§ **REQUIRED TASK**: Rewrite the items below with every "put a point on every instance of" swapped for "mark each occurrence of" and everything else unchanged, omitting the pictures from your answer.

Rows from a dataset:
______________________________

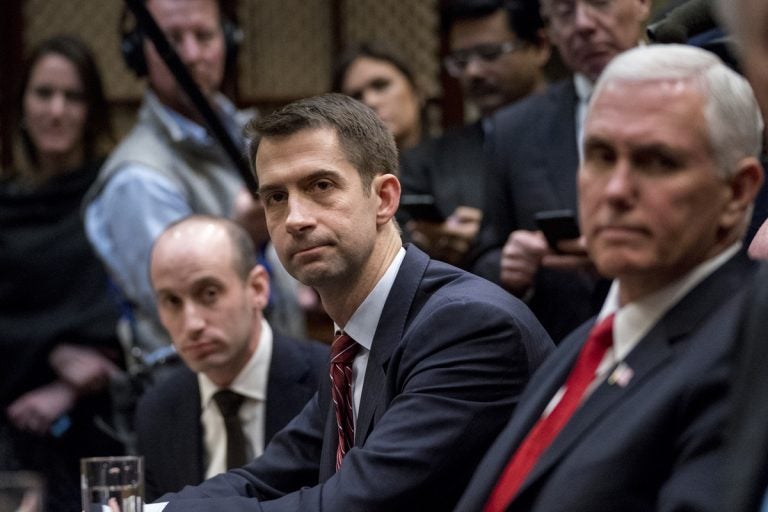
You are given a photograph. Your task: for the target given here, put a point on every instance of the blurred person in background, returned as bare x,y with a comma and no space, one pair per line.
381,79
498,54
170,166
57,317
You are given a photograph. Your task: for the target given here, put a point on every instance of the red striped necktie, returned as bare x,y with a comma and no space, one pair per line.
343,352
546,429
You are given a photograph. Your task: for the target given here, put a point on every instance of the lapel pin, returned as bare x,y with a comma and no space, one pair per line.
621,375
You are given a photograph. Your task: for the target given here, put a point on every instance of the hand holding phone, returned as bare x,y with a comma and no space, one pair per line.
557,225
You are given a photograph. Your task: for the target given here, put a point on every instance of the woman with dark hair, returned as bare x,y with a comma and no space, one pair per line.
57,319
378,77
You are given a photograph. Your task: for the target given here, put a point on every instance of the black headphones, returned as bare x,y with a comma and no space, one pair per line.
132,43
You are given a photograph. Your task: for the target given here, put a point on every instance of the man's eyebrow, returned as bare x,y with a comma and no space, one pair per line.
319,173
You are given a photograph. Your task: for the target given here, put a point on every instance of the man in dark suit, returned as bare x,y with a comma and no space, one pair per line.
211,300
629,415
533,161
498,54
746,488
429,360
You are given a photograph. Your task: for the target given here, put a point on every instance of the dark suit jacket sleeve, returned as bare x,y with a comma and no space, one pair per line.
451,384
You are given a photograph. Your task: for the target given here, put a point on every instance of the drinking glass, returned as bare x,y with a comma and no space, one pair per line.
112,483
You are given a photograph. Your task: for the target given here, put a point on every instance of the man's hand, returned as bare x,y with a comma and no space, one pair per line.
527,251
450,240
83,368
249,213
36,410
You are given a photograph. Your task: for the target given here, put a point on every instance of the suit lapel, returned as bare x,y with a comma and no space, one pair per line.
562,157
186,444
286,369
650,354
389,332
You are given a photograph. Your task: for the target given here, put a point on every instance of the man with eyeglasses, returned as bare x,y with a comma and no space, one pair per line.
498,52
534,156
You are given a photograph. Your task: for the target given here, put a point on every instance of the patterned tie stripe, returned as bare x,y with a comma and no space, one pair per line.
343,352
546,429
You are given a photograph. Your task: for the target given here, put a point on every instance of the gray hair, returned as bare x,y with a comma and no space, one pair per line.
734,123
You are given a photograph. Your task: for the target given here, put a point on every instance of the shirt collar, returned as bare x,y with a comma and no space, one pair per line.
362,325
635,320
252,380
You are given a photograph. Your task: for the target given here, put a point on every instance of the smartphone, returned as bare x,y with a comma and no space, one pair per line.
421,207
557,225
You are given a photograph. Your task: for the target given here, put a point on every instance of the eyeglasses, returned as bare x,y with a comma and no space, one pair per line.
457,61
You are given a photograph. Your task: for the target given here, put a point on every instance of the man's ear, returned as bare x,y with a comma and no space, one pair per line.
744,186
387,190
258,287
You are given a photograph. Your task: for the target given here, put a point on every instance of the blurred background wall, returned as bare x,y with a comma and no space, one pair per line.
288,50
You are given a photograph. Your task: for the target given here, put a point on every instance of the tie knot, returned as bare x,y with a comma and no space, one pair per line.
602,333
228,402
343,349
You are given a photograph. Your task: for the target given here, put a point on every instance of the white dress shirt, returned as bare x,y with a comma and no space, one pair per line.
251,383
363,323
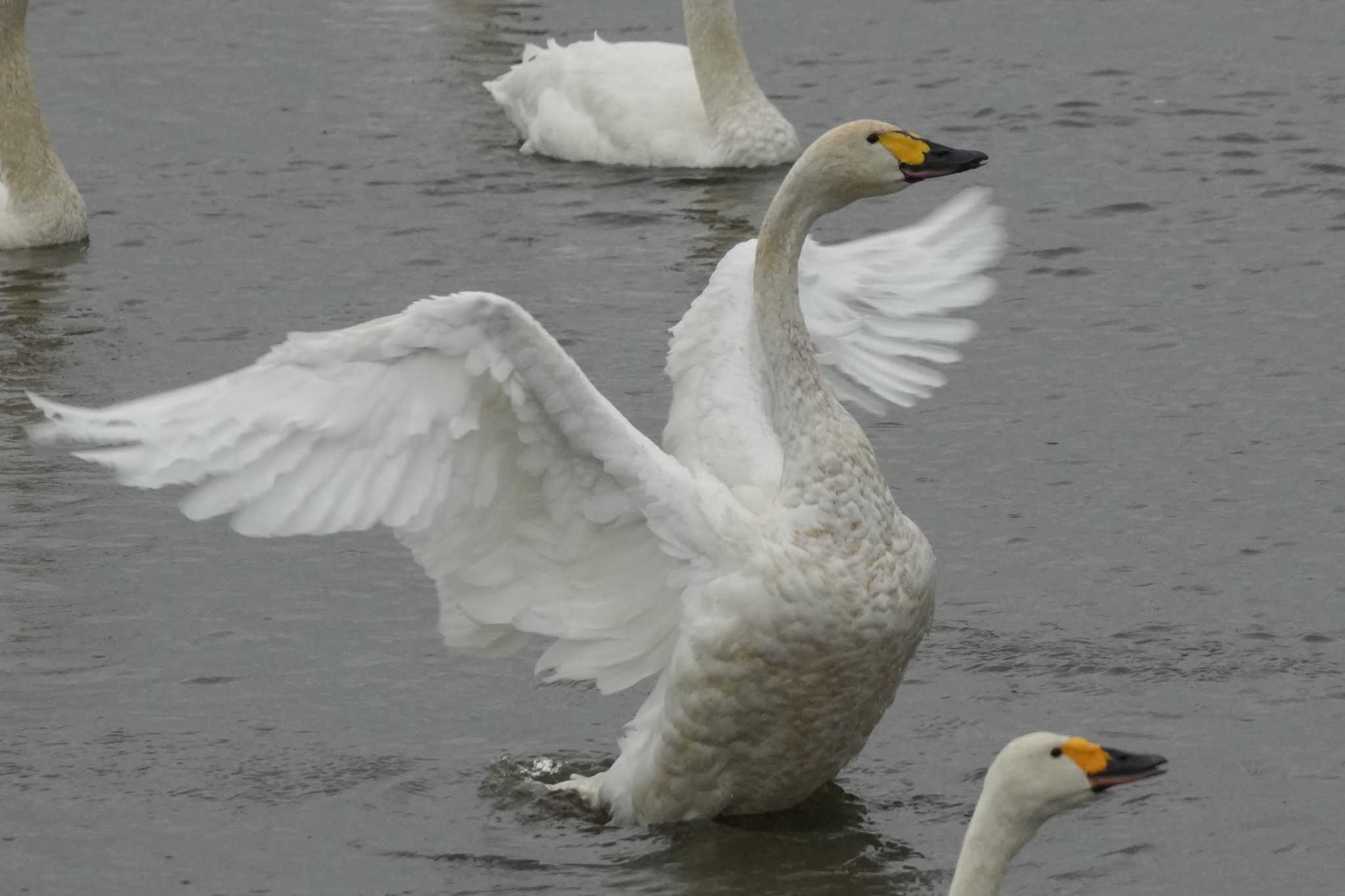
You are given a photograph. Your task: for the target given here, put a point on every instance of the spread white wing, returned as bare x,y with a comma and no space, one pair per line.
880,309
880,313
460,423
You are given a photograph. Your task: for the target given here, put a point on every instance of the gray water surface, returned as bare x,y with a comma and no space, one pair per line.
1133,481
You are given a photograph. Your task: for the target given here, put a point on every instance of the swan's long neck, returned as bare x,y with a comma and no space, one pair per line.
24,150
997,832
721,65
43,206
798,396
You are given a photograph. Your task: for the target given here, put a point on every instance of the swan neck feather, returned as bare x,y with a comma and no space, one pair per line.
997,832
39,190
789,356
722,75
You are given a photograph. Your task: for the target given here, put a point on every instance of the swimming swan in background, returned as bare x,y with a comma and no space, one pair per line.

______________________________

§ **COMPLETE RESPONSE**:
You are given a photograph. Your task: for the target given here, mark each occurrence of the blurred person in background, returned as bare x,y with a comma and no space, one pair per line.
381,79
498,54
170,166
57,317
You are given a photograph. Your task: for the target given here, mark each occurrence of the red striped necktie, returned as bare x,y with a comma and no space, one pair per line.
343,352
546,429
You are given a photograph. Your task: for the target given here, mark each occurrence of the lapel pin, returned as bare x,y with a comma and no space, one pair per line.
621,375
You are given a photograph. Your task: for the target given here, mark each occurrence of the hand holding phone, returned as bare x,y with a comma and no space, one pair per line.
557,225
You are given a photograph. Your task: for the target given here, mark each occurrence of the woman with dark hair, returned as bare x,y with a comma and no space, one pair per line.
57,319
378,77
You are given a photograph. Your task: for the target given here, mark each occurrence of the black headphones, returned as bare x,y with a comma and no space, one pair per line.
132,43
You are given a photograph. Your task: for the target given here, mark each occurrence of the man's eyebrow, returned as bare x,y with a comma and no space, one pair per line.
319,173
You are given a photograph. Your task: for the target given here, mark each occurrence of the man in dark suit, returned as bare x,y with a comma and no space, one pair per line.
211,300
629,415
533,161
498,54
746,488
429,360
You are given a photograph. Your task: for the target given here, mark each occurrence of the dark suit jacket sleeve, returned as bare x,y with a comma and no space, one pair per line.
451,384
You are given a photograph. Your task: for the target given here, mark each occurrence of the drinking glass, returned as bare x,y with a comma and no space, one pair per line.
112,483
You are given a photograph. Your task: for the target given here, mark each occurrence of the man's hand, returned as bare x,y with a comma and no space, one pair per line.
527,251
450,240
83,368
249,213
36,410
You are given a photograph. Your task: for the target given here, mark each occurrence of the suit lapel, returned as bare x,y with a comma and no space, one pair per line.
562,157
186,444
286,369
650,354
389,332
You are given a photograph. Your task: for the target given here, mark each occurrence of the man with eyeglasses, returned as bare x,y with a comma and no space, one pair per line.
498,52
534,156
You are given a photograph. Your task: for the target given here, mark each occurrence of the patterned tie stripe, returned as bare x,y with a comma and no space, one pair per line.
343,352
546,429
You are given a photograph. Your task: for the target given here, mark each occurrence of the gray hair, returned as bare x,y with a comma and no space, one pair per line.
734,123
You are given a photograph. Your task: for the target given here, mark each occurrence of the shirt collar, returned as bare x,y with a comma and no space, one pair per line.
362,325
635,320
252,380
You are given a photograph. Your task: for the target given here, mark each occurrence of the smartphone, returned as bare x,y with a comma and no space, one pair per line.
421,207
557,225
You are given a photograph. Your task: for the target given here, mark each occurrence of the eyeglasses, returned as bare x,y with a comma and no space, one pair per line.
457,61
You are given a photograph. Your task: for the target given here, mark each occurrence of the man's ear, returned as bare x,y with a comma and no space, one pair per line.
744,186
387,190
258,287
You are given a photograph. Your task: for the target given here, mark each occurrence of the blurred background wall, returned as bare x,y with a comma and no space, one pair per line.
288,50
You are given a photograph. Your task: for the target given here, mark each occurrence of the tie knot, returned as bare x,y with a comma and no space, one pair per line.
602,333
228,402
343,349
You are given a photograph. Your task: for the target given here, mark each occurrence of the white dress shirt, returned as bare x,y with a comma and no space, one pair per line.
251,383
363,323
You are given a photograph. Your task: for the target given here, mark each occurrence of the spread white wing, returned as bare x,y with a comma and no space, one pair per line.
880,309
880,313
460,423
You are given a photograph. Your task: for the target given here, mark each occurrence of the gray water surface, returned as bare x,y with a comma and no space, one pair per line.
1133,481
You are given a photograph. Your task: for the target given here, mark each occurrence of the swan's long neck, returned as bare x,y with a comma and no space, one pair per line.
24,150
997,832
721,65
43,206
798,396
You are given a photograph. Your task: for the target given here, mark each occurrence of the swan neck feather, returned as bare x,y with a comma and no space, one pair per line.
997,832
39,190
789,356
722,75
You are given a photograph. Your task: for the target given here, mark each occurrence of the swimming swan in background, returned as bare x,y with a comma and no space, one pair per line.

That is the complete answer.